• **Exercise material**:
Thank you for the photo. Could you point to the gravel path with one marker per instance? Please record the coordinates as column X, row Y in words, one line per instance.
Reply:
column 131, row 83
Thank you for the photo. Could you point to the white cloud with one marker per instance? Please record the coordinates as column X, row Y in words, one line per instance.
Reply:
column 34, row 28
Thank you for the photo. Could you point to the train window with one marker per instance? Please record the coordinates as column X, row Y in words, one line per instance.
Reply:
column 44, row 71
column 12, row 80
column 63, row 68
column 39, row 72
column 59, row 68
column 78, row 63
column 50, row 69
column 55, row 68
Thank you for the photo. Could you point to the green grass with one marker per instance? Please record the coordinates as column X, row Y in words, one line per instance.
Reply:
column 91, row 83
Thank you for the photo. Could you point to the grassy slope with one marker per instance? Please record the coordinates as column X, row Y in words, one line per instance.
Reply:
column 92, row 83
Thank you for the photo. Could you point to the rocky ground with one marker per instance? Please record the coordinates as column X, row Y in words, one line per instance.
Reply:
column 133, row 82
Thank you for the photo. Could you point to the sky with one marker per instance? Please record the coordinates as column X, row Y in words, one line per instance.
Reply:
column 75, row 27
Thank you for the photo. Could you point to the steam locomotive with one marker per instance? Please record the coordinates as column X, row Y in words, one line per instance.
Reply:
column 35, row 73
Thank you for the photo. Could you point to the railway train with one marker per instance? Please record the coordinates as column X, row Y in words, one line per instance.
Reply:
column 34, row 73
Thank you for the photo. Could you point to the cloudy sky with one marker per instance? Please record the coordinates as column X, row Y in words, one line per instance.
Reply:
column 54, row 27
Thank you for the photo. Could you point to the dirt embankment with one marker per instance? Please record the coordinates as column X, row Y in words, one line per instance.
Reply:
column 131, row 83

---

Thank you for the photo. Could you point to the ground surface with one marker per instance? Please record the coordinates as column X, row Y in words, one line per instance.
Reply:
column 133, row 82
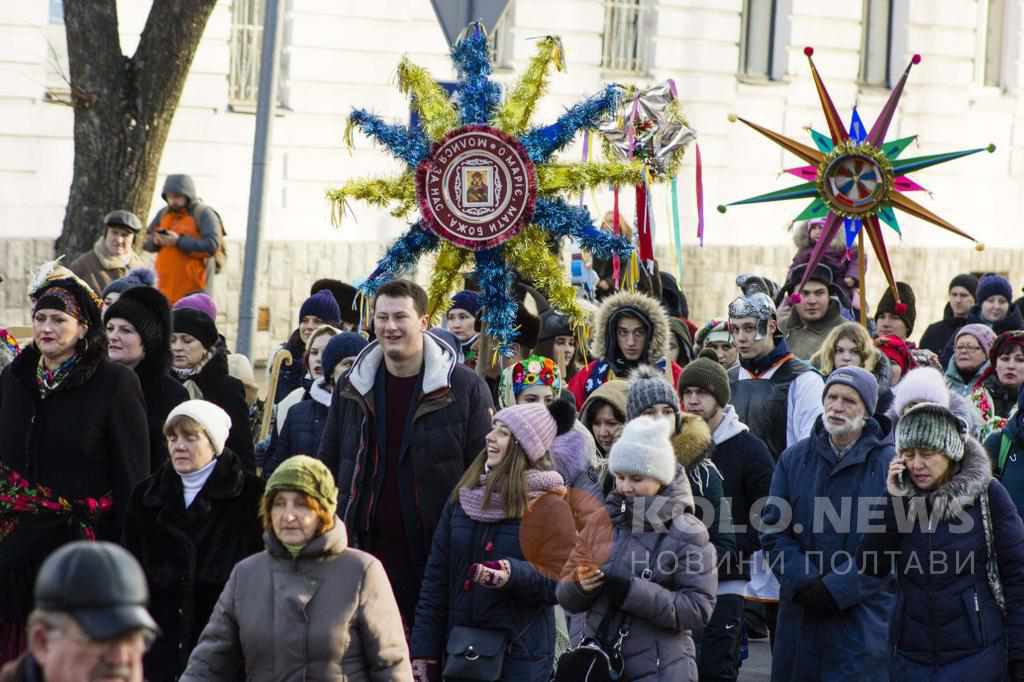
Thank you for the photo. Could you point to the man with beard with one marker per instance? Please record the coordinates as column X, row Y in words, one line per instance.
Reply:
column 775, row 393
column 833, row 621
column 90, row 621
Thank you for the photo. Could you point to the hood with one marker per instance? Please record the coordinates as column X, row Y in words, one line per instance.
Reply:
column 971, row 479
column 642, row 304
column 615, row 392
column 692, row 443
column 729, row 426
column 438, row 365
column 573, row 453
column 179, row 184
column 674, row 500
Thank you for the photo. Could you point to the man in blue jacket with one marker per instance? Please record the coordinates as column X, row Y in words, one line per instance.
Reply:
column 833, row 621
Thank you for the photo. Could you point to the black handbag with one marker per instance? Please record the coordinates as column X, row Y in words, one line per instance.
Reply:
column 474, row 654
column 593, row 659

• **Aim of the exercise**:
In the material above, each line with the word "train" should be copied.

• **The completed task**:
Thank you for the photo. Could you point to the train window with one marker per instance? Please record the coordinates as column X, row Y in words, one line per instance.
Thank you for the photo. Could you point to the railway train with one marker per instance? Please record the coordinates as column X, row Y in words, one line per instance.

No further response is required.